_EXTRAIT FOURNI_.
_____
A cet égard, la logique qui a conduit
à inscrire dans un avenir proche la généralisation de la circulation avec un poids
maximum autorisé de 44 tonnes pour les marchandises pondéreuses doit être
étendue - les mêmes causes produisant les mêmes effets – au trafic de produits
volumineux, en autorisant, en mode expérimental pour commencer, la circulation
des ensembles routiers de grande longueur permettant de se passer d’un ensemble
routier sur trois sur les trafics concernés.
Un plan de mise en œuvre d’expériences
pilotes pour tester en France sur quelques axes l’impact de la circulation de
tels ensembles avait été stoppé net il y a deux ans sans raison autre que
médiatique.
Aussi l’AUTF réclame-t-elle la reprise des essais des ensembles modulaires
de type EMS (European Modular System) dans leur version longueur « 25m25 »
dont nombre de nos voisins européens autorisent déjà la circulation en mode
expérimental et/ou encadré.
- Le deuxième axe de progrès se situe au niveau d’une
nécessaire clarification des cadres réglementaires dans lesquels devront
se situer les acteurs du transport routier.
_____
_DONNÉES FOURNIES_.
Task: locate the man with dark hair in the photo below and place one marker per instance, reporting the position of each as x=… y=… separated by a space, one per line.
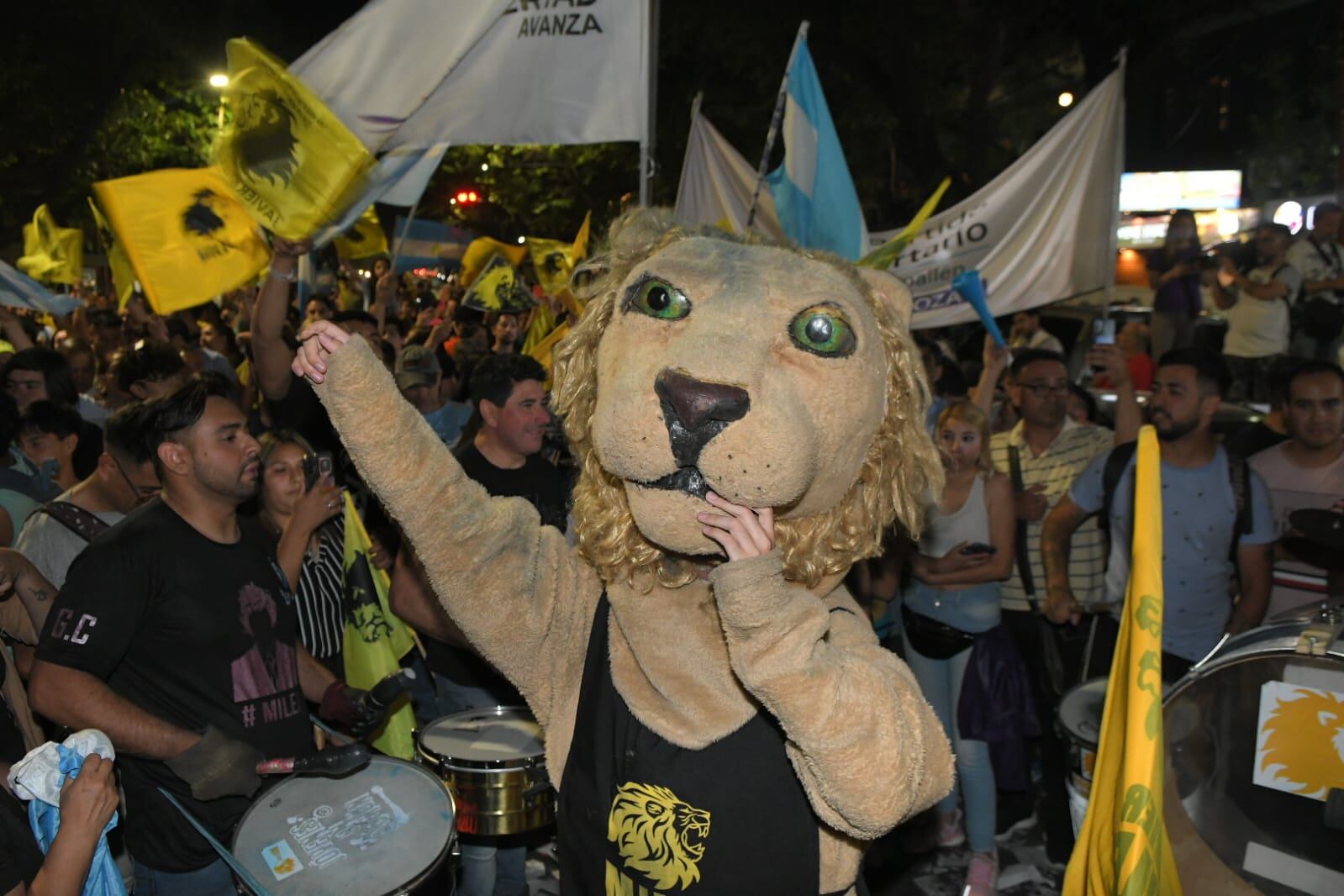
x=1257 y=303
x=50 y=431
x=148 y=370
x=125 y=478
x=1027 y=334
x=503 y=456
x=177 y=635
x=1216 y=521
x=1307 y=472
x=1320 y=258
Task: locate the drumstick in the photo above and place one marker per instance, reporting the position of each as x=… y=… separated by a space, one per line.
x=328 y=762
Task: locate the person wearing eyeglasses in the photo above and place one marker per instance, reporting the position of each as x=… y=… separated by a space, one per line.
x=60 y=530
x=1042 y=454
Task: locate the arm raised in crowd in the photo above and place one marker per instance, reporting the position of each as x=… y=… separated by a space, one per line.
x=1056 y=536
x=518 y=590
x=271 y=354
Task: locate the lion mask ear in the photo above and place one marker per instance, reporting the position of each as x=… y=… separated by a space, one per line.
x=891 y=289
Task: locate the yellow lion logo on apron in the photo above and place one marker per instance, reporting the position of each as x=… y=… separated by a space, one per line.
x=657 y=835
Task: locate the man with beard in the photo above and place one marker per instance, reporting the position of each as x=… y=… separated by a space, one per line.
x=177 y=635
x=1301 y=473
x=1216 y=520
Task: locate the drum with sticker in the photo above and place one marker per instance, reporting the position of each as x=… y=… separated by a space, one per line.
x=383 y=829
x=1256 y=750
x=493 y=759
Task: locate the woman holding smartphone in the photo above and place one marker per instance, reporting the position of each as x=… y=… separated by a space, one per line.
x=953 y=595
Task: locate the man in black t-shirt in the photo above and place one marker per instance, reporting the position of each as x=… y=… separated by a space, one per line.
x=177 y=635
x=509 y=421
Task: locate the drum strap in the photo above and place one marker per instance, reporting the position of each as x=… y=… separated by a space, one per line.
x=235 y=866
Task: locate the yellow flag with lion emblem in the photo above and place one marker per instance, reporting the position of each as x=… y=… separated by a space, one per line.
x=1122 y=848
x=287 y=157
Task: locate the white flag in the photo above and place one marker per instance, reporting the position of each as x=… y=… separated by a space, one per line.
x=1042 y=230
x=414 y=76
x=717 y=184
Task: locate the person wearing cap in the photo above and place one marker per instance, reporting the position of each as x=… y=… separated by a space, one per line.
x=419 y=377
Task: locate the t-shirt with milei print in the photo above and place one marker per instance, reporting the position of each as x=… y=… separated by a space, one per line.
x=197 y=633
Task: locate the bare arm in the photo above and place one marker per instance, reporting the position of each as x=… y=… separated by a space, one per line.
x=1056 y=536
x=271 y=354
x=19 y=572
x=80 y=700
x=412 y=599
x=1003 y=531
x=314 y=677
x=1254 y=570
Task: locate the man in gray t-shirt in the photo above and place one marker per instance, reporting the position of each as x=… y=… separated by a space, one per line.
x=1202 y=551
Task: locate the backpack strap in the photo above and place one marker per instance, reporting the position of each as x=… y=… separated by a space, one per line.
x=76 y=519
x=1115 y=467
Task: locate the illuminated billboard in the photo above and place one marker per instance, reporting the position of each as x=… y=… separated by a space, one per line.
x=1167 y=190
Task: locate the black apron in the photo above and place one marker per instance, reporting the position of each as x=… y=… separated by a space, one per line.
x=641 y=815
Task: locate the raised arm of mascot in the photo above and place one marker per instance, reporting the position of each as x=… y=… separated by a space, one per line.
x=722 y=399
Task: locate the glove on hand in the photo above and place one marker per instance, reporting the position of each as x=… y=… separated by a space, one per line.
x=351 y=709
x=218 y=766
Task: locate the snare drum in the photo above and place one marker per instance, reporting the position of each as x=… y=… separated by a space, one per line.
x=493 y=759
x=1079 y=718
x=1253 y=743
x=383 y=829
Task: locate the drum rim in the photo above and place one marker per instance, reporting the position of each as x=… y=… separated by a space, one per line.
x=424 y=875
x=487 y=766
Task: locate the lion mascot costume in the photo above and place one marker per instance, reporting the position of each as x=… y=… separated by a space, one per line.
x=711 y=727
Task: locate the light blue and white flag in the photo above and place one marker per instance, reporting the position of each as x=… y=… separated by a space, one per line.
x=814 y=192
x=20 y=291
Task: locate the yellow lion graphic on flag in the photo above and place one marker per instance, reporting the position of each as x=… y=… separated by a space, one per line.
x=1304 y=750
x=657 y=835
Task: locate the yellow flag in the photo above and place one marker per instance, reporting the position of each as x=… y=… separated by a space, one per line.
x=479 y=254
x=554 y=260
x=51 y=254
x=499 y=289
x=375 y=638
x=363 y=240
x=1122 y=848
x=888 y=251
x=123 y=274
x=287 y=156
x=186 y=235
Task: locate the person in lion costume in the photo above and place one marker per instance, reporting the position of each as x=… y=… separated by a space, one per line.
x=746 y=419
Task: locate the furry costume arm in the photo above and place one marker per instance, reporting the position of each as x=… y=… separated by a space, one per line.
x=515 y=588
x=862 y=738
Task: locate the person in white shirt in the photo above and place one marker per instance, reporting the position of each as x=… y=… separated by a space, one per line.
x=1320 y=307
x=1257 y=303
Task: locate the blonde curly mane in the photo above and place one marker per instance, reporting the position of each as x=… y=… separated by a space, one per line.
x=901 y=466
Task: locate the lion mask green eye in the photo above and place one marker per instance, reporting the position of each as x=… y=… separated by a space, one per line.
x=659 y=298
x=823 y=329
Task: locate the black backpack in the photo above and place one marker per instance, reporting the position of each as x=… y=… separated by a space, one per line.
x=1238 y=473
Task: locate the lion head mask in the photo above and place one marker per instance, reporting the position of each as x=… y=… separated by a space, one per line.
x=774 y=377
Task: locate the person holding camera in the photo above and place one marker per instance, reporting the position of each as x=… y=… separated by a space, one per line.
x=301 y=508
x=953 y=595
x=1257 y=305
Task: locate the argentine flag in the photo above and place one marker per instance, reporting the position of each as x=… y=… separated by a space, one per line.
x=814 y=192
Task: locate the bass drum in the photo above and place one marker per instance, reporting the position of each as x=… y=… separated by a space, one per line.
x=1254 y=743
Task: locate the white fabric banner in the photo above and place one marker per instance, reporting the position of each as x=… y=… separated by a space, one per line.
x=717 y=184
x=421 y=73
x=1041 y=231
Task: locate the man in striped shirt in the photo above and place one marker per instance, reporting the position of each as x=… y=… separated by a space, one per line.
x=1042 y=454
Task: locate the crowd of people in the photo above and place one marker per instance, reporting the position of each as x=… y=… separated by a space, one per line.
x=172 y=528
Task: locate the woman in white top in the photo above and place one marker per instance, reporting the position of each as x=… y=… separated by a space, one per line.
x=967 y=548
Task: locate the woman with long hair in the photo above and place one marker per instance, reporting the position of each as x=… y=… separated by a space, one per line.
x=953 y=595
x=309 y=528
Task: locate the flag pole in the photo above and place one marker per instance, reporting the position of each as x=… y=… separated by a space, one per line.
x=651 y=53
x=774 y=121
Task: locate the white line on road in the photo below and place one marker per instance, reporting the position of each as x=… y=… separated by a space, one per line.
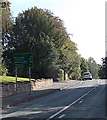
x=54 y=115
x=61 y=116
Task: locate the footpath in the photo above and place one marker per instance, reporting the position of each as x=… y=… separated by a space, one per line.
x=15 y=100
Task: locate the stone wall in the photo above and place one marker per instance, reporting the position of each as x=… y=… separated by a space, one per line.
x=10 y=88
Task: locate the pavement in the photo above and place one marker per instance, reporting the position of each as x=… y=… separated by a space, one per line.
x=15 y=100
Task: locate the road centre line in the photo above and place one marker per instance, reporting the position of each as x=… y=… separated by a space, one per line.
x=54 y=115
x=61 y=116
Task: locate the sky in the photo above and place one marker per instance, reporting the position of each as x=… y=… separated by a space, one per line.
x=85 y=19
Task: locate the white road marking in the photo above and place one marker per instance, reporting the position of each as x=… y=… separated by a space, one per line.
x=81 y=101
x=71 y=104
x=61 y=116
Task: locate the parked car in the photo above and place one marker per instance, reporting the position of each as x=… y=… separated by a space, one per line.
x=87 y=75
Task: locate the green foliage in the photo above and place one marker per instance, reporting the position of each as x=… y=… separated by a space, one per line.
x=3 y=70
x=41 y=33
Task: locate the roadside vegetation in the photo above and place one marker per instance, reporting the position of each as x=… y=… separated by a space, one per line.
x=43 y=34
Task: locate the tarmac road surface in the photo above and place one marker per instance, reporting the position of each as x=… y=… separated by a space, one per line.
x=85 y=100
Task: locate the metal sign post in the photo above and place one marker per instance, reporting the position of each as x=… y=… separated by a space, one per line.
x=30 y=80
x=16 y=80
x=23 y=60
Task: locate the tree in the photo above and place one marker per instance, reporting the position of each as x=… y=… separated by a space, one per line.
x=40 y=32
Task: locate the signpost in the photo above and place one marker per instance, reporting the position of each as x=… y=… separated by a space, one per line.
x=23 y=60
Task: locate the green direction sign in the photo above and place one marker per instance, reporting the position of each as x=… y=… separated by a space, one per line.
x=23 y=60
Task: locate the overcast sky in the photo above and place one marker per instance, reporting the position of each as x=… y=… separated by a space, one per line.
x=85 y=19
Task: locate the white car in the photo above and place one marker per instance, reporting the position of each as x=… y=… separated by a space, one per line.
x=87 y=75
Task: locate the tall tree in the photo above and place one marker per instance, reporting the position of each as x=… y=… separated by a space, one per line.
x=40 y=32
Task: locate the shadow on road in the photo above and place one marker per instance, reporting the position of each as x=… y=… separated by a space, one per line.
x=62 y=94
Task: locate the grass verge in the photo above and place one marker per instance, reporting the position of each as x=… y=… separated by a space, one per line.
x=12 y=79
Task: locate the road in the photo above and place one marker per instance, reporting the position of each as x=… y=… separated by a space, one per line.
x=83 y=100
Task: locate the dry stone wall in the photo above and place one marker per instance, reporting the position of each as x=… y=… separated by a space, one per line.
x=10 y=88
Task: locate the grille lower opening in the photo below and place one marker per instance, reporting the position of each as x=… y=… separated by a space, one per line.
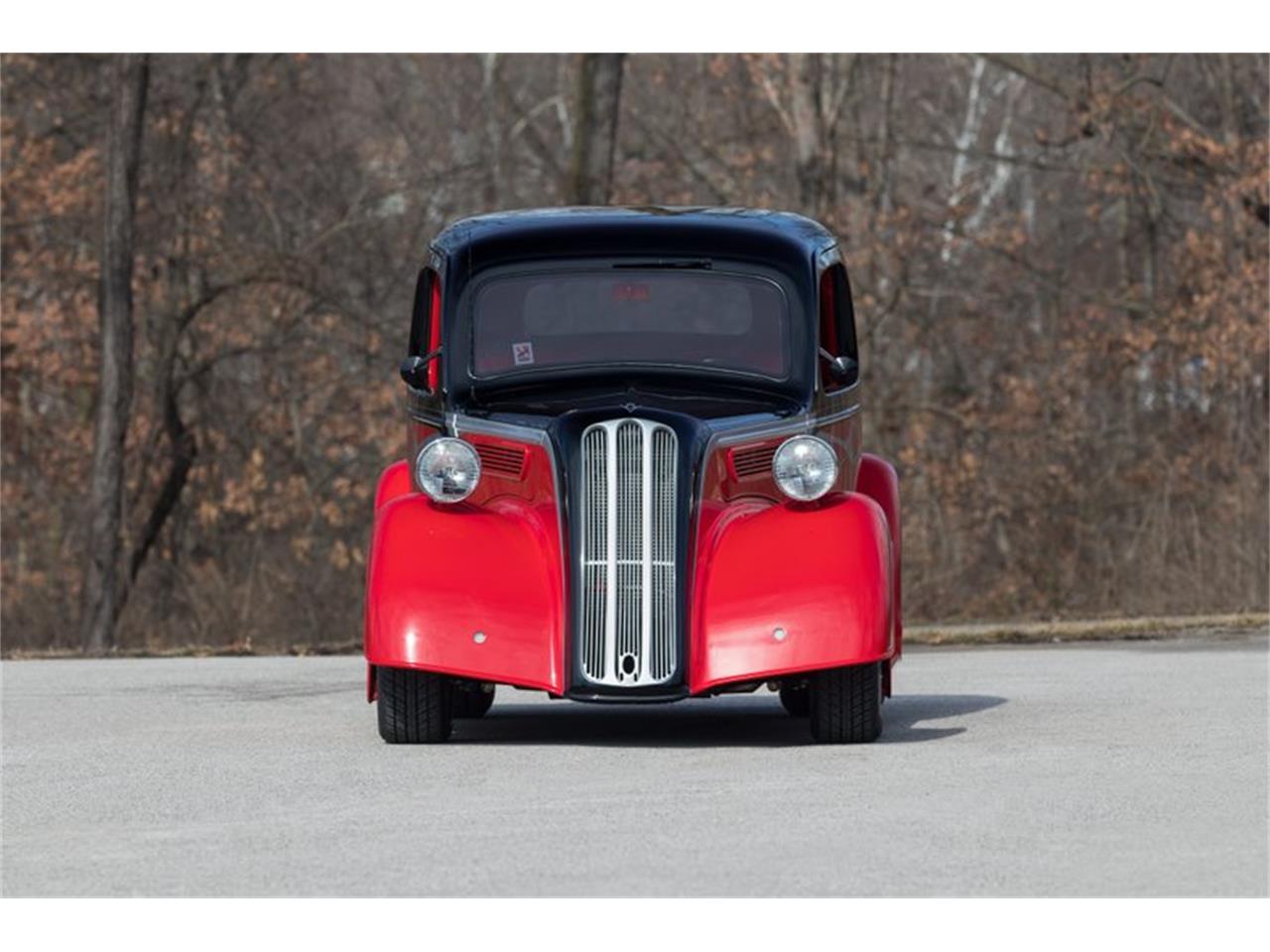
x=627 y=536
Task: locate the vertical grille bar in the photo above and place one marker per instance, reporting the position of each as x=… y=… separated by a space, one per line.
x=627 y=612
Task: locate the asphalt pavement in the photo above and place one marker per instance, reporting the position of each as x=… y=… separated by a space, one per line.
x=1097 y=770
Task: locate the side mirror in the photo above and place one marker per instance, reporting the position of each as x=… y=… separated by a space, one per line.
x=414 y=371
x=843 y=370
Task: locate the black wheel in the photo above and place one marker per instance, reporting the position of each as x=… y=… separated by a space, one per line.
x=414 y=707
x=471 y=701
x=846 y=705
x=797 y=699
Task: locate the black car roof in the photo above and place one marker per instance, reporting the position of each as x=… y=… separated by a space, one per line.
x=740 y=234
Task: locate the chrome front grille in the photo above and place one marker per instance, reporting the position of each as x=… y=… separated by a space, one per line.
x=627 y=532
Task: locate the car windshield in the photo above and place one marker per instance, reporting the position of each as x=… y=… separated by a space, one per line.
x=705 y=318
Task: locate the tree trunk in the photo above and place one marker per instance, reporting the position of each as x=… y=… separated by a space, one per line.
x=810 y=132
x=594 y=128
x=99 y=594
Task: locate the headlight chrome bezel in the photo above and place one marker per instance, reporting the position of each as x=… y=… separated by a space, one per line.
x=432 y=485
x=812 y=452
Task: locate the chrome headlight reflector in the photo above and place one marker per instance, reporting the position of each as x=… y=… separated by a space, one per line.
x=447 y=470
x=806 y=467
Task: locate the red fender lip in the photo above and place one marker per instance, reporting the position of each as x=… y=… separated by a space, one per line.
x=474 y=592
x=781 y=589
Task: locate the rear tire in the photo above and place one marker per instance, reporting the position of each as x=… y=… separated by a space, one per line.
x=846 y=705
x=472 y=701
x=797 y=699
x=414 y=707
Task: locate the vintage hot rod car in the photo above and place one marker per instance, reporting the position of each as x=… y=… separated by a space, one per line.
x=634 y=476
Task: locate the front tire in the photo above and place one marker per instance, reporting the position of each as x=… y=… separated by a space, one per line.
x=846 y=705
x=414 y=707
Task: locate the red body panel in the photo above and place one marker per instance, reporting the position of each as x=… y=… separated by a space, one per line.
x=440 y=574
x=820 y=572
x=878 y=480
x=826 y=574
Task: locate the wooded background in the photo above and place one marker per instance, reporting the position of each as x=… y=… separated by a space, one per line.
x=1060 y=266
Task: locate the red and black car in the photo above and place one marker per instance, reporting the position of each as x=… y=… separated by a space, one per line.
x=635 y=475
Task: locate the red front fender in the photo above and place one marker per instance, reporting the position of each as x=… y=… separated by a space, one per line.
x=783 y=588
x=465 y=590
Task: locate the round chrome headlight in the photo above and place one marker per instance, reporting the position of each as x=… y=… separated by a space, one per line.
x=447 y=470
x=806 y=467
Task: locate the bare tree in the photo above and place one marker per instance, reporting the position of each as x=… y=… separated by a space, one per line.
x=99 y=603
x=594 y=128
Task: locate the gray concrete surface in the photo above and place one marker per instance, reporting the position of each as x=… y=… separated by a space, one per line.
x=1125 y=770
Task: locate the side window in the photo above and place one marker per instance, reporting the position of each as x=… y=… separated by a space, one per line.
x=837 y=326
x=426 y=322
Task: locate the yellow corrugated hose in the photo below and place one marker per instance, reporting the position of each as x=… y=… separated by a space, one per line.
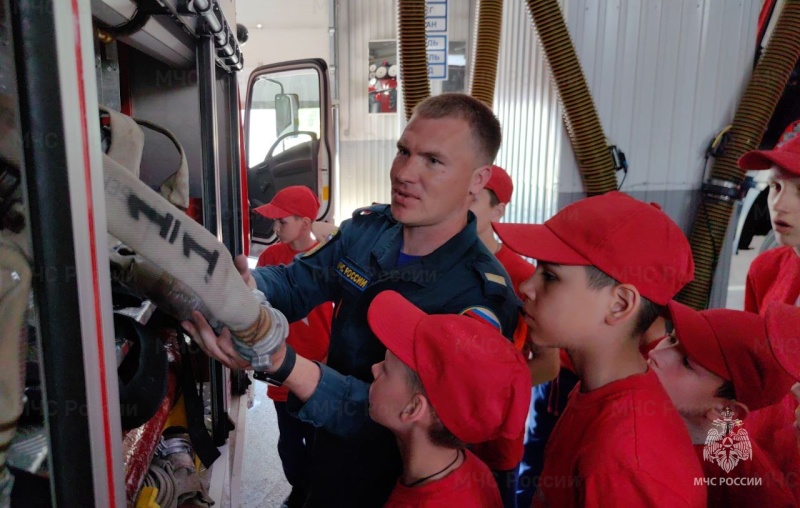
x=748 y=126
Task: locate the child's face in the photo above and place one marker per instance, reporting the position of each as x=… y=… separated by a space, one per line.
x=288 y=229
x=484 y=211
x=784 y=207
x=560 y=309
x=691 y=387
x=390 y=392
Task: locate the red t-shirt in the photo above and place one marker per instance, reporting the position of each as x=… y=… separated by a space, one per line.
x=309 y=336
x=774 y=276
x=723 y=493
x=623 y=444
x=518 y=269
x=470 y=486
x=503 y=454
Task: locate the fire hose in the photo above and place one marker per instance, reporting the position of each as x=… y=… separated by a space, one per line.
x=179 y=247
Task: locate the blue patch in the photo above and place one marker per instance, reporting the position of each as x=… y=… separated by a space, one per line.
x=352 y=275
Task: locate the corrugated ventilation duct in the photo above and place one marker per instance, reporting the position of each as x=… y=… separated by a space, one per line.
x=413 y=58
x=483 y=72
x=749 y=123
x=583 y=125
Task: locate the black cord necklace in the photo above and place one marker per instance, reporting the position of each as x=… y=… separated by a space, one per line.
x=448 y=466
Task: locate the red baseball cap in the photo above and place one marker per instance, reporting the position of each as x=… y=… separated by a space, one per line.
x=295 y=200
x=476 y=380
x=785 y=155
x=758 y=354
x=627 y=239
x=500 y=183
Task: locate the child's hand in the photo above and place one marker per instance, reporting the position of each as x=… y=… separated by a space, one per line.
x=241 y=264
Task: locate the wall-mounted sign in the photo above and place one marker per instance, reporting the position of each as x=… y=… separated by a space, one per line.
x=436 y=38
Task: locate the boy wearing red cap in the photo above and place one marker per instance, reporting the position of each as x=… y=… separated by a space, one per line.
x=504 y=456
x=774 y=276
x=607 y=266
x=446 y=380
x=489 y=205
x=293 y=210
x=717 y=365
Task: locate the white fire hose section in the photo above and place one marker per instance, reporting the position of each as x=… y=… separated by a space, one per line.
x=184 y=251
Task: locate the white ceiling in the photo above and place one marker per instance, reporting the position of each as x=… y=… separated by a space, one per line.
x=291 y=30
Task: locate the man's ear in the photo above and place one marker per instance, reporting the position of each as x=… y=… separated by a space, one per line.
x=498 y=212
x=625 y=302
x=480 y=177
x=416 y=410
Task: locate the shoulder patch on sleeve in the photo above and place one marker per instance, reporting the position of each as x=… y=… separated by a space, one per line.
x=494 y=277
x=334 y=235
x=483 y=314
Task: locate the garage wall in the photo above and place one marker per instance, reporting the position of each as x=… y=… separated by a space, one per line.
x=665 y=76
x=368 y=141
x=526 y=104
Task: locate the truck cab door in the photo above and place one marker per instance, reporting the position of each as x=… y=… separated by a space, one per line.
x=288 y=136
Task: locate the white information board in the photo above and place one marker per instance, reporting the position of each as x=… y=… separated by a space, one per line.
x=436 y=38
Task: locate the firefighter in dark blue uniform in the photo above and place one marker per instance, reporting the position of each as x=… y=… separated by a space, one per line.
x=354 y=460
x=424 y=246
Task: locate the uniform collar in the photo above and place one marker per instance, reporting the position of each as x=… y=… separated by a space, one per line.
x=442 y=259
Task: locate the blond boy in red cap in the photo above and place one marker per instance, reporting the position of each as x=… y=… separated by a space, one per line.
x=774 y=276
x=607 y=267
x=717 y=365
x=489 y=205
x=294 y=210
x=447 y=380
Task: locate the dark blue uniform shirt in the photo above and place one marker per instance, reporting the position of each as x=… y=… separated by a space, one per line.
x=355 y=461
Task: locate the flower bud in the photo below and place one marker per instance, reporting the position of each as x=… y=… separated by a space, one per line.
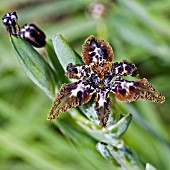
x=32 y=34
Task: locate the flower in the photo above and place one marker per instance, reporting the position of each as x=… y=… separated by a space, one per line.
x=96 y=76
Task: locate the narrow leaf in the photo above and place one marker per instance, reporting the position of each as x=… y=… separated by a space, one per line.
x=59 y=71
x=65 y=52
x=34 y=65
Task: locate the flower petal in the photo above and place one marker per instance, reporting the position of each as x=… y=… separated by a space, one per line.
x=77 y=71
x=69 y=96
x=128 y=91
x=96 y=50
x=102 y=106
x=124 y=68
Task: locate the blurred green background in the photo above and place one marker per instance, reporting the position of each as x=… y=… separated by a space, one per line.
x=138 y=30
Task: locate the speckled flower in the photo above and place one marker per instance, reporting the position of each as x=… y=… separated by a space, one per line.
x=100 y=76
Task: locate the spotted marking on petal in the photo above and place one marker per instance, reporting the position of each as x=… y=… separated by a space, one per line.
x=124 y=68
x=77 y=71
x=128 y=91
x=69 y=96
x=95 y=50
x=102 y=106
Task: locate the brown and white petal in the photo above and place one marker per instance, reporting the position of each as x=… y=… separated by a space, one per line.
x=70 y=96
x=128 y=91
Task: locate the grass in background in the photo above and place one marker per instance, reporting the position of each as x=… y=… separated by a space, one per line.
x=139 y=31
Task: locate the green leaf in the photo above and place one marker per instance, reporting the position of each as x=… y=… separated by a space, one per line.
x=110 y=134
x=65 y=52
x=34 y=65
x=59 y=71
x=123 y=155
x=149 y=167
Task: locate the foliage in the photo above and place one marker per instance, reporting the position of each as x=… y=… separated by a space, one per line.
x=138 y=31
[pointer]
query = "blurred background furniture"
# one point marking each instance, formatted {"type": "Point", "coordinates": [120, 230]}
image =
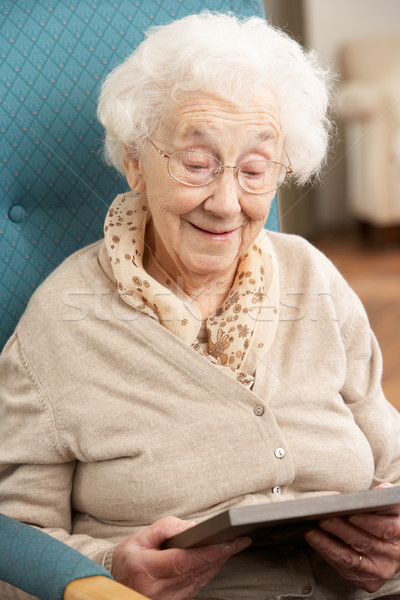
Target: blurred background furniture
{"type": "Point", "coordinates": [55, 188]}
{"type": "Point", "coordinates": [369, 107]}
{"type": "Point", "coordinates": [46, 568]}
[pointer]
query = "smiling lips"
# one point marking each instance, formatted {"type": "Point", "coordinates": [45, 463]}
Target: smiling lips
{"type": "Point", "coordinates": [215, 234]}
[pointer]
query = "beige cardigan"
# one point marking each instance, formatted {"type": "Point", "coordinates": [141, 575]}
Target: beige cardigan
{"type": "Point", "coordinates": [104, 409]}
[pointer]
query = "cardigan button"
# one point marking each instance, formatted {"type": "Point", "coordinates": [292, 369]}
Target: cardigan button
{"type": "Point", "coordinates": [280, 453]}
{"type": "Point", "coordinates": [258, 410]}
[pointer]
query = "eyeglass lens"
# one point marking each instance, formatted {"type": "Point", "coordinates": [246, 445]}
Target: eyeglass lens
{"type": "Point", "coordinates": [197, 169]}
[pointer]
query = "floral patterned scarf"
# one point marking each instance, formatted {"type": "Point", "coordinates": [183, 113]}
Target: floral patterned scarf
_____
_MISE EN APPLICATION_.
1. Recopiez sans rien changer le passage de l'extrait fourni qui s'ouvre sur les mots contenant "- Le deuxième" et s'achève sur "du transport routier.".
2. Répondez brièvement à ces questions à partir de l'extrait fourni.
(a) Quel poids maximum autorisé doit être généralisé pour la circulation des marchandises pondéreuses ?
(b) Il y a combien de temps le plan d'expériences pilotes a-t-il été stoppé ?
(c) Dans quelle version de longueur l'AUTF veut-elle voir reprendre les essais des ensembles EMS ?

_RÉPONSES PAR TÂCHE_.
1.
- Le deuxième axe de progrès se situe au niveau d’une
nécessaire clarification des cadres réglementaires dans lesquels devront
se situer les acteurs du transport routier.

2.
(a) 44 tonnes.
(b) Deux ans.
(c) La version « 25m25 ».